_Task description_.
Collect every line in the listing below that contains the word "nose", and copy each one unchanged.

▶

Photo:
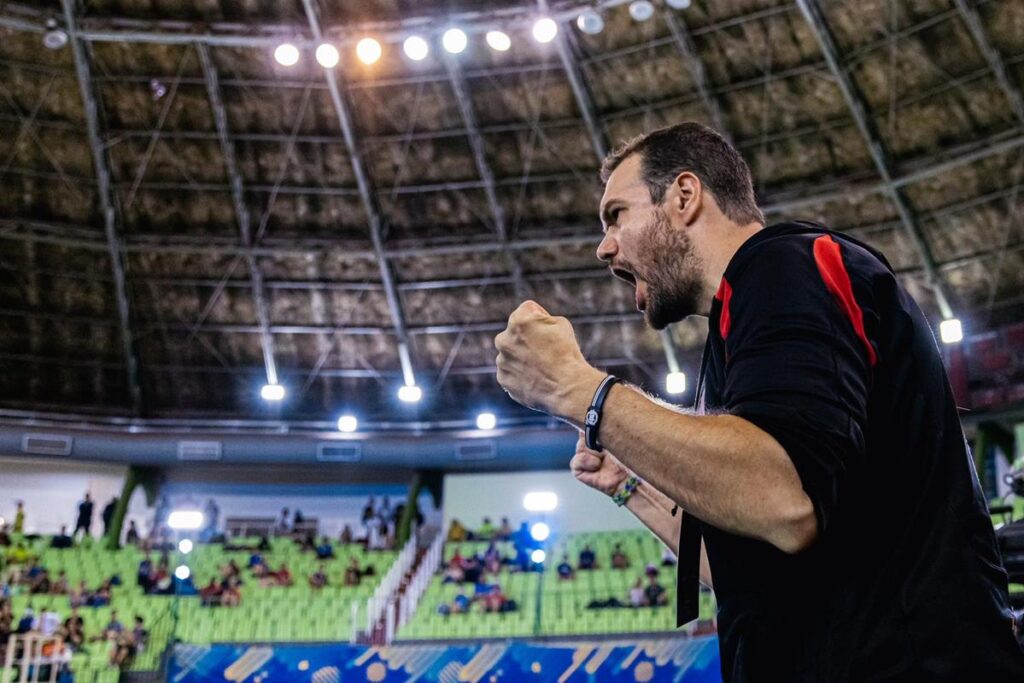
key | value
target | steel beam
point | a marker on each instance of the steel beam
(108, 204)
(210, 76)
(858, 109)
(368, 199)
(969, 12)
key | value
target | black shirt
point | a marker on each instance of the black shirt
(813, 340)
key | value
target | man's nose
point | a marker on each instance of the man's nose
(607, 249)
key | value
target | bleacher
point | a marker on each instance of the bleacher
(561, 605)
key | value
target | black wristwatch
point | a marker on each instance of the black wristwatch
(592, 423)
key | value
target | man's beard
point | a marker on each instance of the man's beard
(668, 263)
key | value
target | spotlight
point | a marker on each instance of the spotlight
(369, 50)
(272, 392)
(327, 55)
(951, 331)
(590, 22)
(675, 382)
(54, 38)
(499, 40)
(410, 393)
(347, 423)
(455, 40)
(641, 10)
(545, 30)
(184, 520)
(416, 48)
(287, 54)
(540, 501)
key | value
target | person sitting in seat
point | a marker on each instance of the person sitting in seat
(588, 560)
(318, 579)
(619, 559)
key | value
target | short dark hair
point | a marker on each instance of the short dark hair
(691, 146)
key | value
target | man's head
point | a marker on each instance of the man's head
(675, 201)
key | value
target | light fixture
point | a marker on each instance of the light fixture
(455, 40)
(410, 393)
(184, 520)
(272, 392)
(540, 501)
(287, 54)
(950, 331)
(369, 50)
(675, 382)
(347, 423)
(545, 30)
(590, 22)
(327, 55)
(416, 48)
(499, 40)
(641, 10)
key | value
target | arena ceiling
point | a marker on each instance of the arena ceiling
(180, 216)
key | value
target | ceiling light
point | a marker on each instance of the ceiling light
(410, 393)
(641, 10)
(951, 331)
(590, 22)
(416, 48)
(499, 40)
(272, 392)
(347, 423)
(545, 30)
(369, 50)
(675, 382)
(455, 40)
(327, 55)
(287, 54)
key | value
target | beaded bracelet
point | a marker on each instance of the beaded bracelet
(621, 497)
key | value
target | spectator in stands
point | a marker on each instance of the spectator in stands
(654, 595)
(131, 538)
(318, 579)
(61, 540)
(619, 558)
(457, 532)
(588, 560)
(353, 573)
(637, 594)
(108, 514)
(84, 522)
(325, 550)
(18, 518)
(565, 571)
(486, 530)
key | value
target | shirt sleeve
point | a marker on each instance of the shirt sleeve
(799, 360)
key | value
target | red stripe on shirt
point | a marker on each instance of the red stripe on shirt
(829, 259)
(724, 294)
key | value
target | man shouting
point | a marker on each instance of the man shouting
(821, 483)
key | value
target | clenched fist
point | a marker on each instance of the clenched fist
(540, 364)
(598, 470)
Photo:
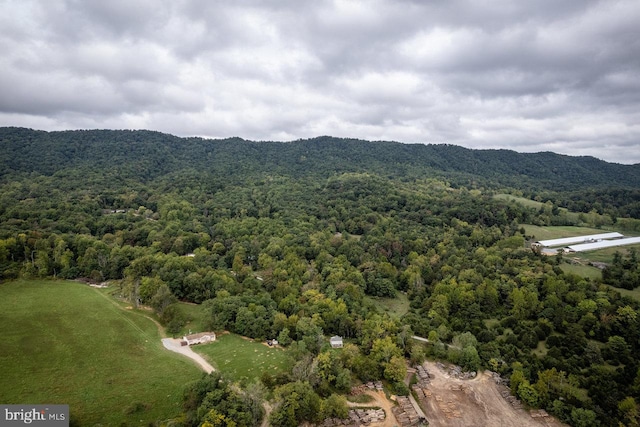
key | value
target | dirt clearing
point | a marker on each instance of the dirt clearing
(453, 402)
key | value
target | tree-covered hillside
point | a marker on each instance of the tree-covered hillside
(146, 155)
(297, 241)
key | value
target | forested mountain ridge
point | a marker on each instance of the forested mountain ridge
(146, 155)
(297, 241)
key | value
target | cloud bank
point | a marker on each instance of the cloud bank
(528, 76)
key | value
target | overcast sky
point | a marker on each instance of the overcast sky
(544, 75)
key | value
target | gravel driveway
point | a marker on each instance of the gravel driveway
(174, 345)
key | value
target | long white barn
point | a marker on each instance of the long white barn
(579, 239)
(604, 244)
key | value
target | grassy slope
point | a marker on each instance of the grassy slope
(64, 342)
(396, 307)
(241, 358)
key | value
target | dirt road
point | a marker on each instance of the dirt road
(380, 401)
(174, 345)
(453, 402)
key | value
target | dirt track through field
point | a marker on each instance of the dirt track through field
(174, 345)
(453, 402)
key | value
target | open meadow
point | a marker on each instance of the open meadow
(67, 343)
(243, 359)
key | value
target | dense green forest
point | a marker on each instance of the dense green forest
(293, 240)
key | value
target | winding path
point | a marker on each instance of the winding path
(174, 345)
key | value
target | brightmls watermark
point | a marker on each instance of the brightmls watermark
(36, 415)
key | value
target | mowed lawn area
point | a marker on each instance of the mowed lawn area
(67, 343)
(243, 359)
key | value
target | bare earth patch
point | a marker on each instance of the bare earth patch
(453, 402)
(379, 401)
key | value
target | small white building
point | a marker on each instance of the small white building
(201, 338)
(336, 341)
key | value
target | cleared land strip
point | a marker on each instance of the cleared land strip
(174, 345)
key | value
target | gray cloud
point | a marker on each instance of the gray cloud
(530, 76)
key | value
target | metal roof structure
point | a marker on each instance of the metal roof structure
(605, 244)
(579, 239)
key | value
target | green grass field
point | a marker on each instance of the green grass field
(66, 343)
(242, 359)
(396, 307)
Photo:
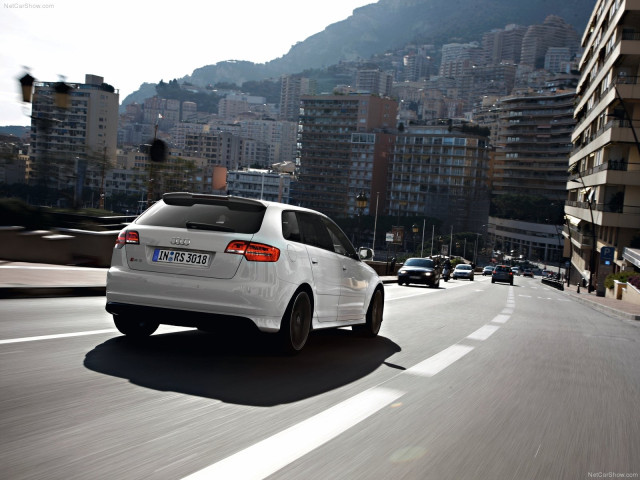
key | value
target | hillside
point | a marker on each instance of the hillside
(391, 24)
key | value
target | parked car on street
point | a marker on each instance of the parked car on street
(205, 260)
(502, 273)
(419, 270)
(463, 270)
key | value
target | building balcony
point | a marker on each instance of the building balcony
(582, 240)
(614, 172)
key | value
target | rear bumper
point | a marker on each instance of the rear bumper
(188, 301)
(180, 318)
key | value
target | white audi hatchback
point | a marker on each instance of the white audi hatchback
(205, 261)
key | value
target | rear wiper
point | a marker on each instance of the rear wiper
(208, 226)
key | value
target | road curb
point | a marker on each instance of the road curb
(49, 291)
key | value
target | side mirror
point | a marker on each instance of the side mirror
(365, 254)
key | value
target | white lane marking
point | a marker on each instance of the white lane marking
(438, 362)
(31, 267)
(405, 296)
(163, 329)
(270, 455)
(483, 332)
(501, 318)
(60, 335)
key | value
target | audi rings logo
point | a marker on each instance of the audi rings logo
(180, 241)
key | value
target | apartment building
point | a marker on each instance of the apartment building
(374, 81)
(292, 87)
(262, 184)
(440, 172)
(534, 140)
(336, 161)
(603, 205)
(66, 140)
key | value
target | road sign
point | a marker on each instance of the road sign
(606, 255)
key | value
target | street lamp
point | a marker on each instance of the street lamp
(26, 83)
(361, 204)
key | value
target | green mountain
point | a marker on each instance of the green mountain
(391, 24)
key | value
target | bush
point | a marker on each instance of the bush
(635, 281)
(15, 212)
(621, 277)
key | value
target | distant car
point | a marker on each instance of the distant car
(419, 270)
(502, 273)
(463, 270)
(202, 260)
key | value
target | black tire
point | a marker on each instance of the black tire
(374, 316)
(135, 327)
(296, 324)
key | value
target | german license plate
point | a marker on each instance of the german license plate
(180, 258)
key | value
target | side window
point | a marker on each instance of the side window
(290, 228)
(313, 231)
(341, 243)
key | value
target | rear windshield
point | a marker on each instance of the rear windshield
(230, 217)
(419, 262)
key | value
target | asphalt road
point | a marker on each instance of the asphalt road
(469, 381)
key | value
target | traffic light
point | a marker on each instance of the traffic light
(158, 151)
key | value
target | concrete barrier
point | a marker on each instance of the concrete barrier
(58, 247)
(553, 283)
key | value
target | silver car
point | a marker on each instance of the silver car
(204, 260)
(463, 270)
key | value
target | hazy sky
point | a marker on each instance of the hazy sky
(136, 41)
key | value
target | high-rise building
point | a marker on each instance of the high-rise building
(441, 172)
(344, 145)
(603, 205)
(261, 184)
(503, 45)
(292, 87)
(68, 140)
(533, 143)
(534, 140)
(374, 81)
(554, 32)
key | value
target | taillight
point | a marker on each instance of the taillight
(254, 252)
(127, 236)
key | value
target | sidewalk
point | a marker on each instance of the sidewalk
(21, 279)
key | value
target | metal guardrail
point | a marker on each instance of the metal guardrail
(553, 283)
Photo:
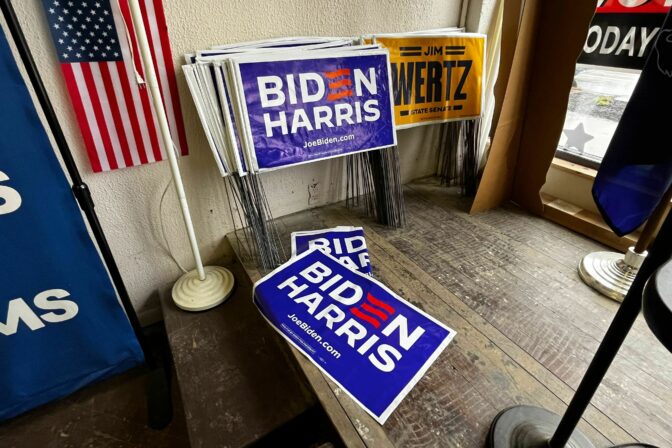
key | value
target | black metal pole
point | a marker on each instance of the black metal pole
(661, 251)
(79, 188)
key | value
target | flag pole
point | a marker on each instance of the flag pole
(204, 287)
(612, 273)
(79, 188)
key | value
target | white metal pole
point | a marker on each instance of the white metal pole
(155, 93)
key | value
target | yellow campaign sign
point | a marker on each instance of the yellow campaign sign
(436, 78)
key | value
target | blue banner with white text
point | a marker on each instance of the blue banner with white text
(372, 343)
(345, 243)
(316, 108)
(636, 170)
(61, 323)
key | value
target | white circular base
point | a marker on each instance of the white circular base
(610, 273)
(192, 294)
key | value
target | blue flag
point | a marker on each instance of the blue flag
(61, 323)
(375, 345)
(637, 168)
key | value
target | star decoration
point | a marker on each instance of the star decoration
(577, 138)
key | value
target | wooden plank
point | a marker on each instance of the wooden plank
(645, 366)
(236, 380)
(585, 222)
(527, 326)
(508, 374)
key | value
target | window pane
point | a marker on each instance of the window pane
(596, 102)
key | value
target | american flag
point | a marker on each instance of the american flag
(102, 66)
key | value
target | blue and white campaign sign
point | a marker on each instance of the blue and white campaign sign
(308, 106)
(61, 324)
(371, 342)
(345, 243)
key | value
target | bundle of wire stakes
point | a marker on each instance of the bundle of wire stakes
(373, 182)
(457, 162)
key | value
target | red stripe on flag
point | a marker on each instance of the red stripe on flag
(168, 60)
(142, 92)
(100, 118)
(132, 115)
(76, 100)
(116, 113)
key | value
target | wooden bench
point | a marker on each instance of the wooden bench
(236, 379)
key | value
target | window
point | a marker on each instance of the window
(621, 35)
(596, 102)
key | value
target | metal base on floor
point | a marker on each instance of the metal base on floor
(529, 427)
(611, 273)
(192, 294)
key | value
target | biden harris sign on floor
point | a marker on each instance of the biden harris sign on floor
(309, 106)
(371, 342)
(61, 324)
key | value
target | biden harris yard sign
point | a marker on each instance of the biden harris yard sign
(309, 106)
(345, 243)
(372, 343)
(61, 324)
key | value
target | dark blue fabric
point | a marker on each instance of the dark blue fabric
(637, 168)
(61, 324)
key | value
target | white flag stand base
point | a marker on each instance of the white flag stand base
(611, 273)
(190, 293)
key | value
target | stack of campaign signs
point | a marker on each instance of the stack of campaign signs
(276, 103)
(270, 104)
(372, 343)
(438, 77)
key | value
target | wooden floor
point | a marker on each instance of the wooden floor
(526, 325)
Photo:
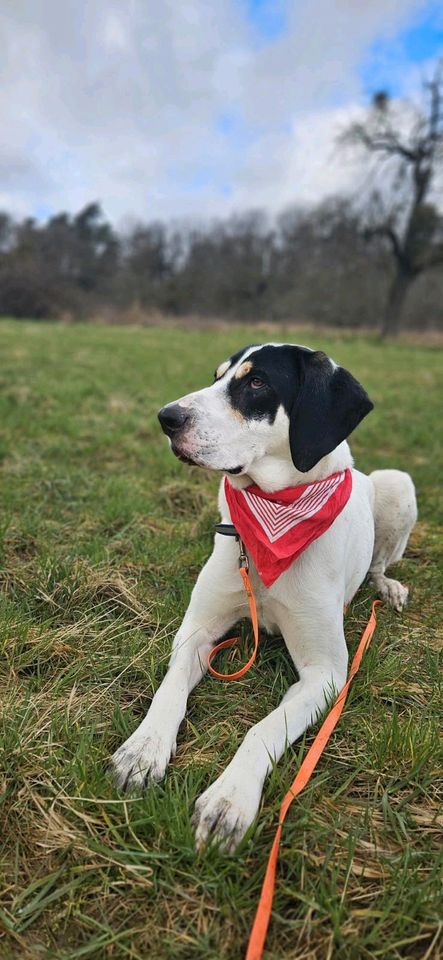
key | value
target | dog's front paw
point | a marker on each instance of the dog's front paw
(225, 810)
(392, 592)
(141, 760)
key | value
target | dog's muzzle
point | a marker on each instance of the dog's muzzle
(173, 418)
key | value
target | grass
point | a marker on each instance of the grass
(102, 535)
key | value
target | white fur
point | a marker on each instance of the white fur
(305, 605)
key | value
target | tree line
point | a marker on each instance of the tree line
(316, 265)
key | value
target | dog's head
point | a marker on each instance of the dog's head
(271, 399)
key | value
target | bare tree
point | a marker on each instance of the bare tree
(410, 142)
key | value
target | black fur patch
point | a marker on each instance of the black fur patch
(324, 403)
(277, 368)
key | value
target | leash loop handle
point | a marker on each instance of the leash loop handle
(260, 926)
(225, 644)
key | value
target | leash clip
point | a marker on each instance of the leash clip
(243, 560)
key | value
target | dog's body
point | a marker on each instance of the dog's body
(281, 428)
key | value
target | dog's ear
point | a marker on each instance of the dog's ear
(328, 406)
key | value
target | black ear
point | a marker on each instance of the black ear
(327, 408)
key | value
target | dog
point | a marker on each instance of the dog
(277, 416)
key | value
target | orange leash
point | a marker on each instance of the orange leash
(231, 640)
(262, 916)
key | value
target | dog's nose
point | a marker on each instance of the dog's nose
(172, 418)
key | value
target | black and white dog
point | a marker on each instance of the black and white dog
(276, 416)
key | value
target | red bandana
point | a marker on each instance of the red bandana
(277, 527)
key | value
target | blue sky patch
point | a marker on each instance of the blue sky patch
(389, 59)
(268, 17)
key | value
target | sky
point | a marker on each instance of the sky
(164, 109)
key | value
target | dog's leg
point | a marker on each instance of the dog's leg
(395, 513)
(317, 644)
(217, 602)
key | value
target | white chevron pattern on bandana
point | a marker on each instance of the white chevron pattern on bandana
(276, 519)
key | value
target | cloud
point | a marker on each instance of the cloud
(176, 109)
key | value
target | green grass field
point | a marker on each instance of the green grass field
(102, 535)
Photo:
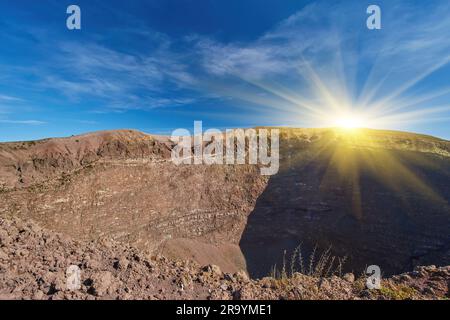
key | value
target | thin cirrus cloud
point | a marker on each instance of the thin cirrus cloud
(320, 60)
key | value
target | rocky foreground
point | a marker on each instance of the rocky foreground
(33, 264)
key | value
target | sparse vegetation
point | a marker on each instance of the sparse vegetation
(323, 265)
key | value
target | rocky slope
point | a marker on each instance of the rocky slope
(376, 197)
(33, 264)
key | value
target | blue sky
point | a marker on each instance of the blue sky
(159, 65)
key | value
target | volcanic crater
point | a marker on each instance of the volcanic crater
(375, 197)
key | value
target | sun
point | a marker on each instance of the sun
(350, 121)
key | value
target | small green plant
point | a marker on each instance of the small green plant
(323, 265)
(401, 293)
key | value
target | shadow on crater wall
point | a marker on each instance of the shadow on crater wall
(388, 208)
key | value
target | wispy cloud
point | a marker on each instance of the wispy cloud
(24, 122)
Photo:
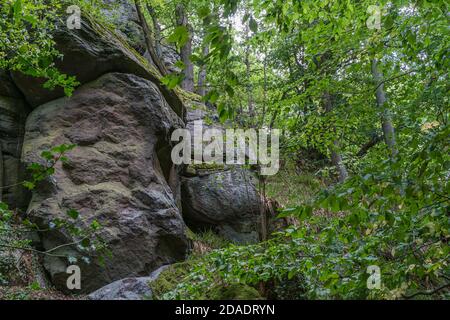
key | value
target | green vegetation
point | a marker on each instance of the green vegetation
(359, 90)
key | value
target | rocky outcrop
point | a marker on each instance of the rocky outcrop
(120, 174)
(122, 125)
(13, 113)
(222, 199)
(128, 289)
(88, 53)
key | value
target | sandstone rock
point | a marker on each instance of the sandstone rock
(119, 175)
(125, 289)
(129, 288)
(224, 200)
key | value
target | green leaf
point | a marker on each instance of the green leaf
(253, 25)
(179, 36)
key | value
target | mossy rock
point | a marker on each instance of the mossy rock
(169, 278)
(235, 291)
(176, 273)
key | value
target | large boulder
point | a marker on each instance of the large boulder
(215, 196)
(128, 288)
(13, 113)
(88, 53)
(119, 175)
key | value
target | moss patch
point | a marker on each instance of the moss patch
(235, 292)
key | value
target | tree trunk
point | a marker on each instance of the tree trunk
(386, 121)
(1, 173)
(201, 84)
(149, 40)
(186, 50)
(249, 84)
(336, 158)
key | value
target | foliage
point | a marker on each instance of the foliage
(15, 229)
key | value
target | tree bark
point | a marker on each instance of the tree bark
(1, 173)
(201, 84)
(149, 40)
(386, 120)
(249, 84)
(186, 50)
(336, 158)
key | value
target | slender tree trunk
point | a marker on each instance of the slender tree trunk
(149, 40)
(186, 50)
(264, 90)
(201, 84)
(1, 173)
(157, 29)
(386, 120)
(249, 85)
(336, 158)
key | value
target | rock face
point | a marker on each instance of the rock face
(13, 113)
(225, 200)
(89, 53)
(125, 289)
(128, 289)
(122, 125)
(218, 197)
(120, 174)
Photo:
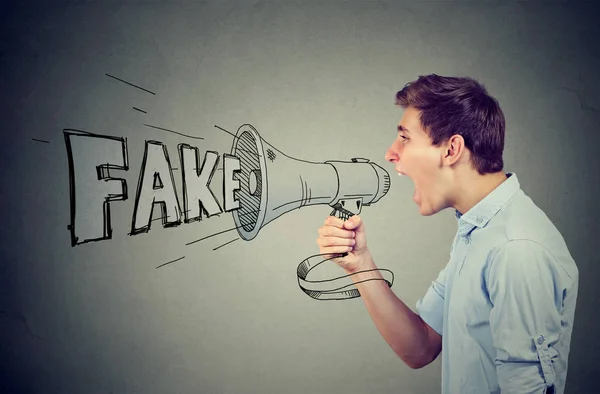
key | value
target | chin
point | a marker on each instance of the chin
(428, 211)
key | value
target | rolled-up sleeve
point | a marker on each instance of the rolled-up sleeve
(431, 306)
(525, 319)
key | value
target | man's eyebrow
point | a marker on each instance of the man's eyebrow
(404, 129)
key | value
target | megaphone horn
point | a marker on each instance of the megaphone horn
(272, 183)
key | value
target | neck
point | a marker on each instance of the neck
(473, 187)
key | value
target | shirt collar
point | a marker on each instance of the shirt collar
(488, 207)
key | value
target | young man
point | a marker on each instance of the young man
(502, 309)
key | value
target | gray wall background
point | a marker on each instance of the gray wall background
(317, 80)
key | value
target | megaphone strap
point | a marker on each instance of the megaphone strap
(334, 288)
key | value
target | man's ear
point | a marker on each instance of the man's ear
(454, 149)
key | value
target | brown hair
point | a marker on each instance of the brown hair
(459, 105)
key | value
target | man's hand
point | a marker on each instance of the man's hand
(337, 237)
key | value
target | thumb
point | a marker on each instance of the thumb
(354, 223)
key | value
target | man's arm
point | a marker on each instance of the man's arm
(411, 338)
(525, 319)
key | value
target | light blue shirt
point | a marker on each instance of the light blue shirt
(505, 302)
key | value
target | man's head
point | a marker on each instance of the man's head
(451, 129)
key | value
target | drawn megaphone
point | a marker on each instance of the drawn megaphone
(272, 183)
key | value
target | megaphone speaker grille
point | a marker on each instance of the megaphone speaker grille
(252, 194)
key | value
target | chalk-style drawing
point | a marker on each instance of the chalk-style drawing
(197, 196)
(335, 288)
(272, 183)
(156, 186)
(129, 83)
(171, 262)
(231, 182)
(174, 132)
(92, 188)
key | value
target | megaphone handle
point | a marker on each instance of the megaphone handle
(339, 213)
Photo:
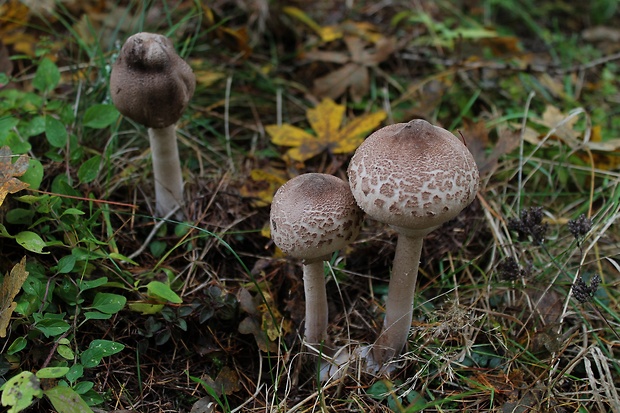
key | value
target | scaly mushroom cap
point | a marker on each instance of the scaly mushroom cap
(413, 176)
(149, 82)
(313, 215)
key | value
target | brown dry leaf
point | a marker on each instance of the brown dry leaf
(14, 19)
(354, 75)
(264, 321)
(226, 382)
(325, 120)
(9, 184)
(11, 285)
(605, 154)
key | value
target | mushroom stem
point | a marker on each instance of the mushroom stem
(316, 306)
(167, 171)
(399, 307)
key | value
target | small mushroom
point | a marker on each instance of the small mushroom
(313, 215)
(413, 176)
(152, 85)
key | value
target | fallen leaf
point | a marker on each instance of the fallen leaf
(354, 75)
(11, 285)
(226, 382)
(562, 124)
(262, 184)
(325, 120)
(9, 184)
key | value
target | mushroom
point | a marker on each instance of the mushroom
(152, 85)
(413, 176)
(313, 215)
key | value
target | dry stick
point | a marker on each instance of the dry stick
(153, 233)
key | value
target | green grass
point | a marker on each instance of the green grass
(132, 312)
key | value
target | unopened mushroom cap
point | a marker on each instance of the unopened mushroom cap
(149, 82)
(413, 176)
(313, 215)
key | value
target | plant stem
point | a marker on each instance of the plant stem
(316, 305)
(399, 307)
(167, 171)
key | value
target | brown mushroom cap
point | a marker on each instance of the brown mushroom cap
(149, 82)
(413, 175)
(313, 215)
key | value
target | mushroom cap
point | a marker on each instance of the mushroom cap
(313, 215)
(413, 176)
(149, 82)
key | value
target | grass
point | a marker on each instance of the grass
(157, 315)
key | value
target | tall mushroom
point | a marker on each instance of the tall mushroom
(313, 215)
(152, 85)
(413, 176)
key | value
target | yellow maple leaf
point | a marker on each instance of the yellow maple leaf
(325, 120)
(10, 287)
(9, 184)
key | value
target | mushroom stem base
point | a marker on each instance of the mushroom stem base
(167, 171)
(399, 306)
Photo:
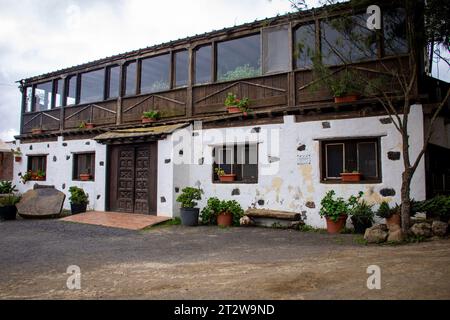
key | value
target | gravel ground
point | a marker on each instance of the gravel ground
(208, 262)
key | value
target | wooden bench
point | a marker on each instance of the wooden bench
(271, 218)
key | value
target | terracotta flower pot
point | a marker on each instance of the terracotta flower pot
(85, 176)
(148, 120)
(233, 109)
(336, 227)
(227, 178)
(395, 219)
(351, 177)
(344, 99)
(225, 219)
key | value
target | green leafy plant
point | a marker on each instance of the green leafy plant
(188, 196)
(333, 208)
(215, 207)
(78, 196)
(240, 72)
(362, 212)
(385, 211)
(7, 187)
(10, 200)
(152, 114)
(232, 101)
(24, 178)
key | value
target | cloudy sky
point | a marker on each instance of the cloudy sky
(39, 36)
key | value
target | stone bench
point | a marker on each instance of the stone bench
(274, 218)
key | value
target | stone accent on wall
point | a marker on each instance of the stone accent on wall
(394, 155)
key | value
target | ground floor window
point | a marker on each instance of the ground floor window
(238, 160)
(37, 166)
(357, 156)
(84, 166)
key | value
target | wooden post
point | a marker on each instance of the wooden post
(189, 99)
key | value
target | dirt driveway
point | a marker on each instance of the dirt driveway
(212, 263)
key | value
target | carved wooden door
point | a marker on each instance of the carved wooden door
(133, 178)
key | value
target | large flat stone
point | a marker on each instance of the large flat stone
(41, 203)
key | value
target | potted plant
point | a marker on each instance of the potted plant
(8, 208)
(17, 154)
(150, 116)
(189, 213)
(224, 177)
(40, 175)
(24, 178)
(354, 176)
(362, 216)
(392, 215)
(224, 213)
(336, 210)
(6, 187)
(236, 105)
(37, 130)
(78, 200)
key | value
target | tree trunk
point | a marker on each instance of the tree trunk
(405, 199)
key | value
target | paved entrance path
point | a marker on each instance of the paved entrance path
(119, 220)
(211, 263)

◀

_Result of the task_.
target | man's nose
point | a marker on each instance of the man's nose
target | dog's nose
point | a marker on each instance of the dog's nose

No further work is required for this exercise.